__TASK SET__
(a) From the probability excerpt, transcribe the part that opens with the words containing "Preliminary elements in Probability Theory" and closes with "distributions in finance.".
(b) Answer these questions from the probability excerpt:
(i) Which section introduces continuous random variables?
(ii) In the Frequentist definition, what is the probability of an event?
(iii) Which names are given in parentheses for the Subjective definition?

__EXCERPT TO READ__
* * * * * * *
Preliminary elements in Probability Theory and Statistics

Since most financial models represent random phenomena, in this chapter we give a short introduction to the basic elements of Probability Theory and Statistics, which are the typical mathematical tools used in this framework. More precisely, in Section 2.1 we provide some preliminary elements in probability. Section 2.2 introduces the concept of discrete random variables, while Section 2.3 shows how to characterize a random variable by means of its cumulative distribution function. In Section 2.4 we introduce continuous random variables, describing how to characterize them through their probability density functions. In Section 2.5 we discuss some standard synthetic indices of a distribution. Finally, Section 2.6 is devoted to present some of the most frequently used probability distributions in finance.

2.1 Basic concepts in probability

Firstly, we seek to define the probability associated to a specific event. In the Classical (Bernoulli and Laplace) definition, the probability of an event is the ratio between the number of cases favorable to it and the number of possible cases, which should be considered equally likely. In the Frequentist definition, the probability of an event is the limit of the frequency of the occurrence of such an event when the number of trials is large (i.e., it tends to infinity). In the Subjective definition (Ramsey, De Finetti, Savage), the probability can be considered as the degree of confidence that an event will occur. It is determined by the information available to the individual and by his experience.
* * * * * * *
__RECORDS SHOWN__
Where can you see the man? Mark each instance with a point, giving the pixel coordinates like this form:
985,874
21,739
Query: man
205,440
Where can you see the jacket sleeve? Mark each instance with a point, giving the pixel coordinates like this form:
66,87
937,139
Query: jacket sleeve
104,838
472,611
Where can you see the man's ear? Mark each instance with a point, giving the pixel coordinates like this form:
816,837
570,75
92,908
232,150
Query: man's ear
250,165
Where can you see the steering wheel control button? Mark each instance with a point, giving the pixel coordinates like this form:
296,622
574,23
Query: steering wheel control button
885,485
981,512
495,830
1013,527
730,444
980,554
* * * * * * *
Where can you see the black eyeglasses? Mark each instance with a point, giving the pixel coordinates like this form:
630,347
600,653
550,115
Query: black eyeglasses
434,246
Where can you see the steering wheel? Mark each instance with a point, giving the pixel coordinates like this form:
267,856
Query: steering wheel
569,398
* * * * * * *
__ANSWERS TO THE EXERCISES__
(a)
Preliminary elements in Probability Theory and Statistics

Since most financial models represent random phenomena, in this chapter we give a short introduction to the basic elements of Probability Theory and Statistics, which are the typical mathematical tools used in this framework. More precisely, in Section 2.1 we provide some preliminary elements in probability. Section 2.2 introduces the concept of discrete random variables, while Section 2.3 shows how to characterize a random variable by means of its cumulative distribution function. In Section 2.4 we introduce continuous random variables, describing how to characterize them through their probability density functions. In Section 2.5 we discuss some standard synthetic indices of a distribution. Finally, Section 2.6 is devoted to present some of the most frequently used probability distributions in finance.

(b)
(i) Section 2.4
(ii) The limit of the frequency of the event's occurrence when the number of trials is large (tends to infinity)
(iii) Ramsey, De Finetti, Savage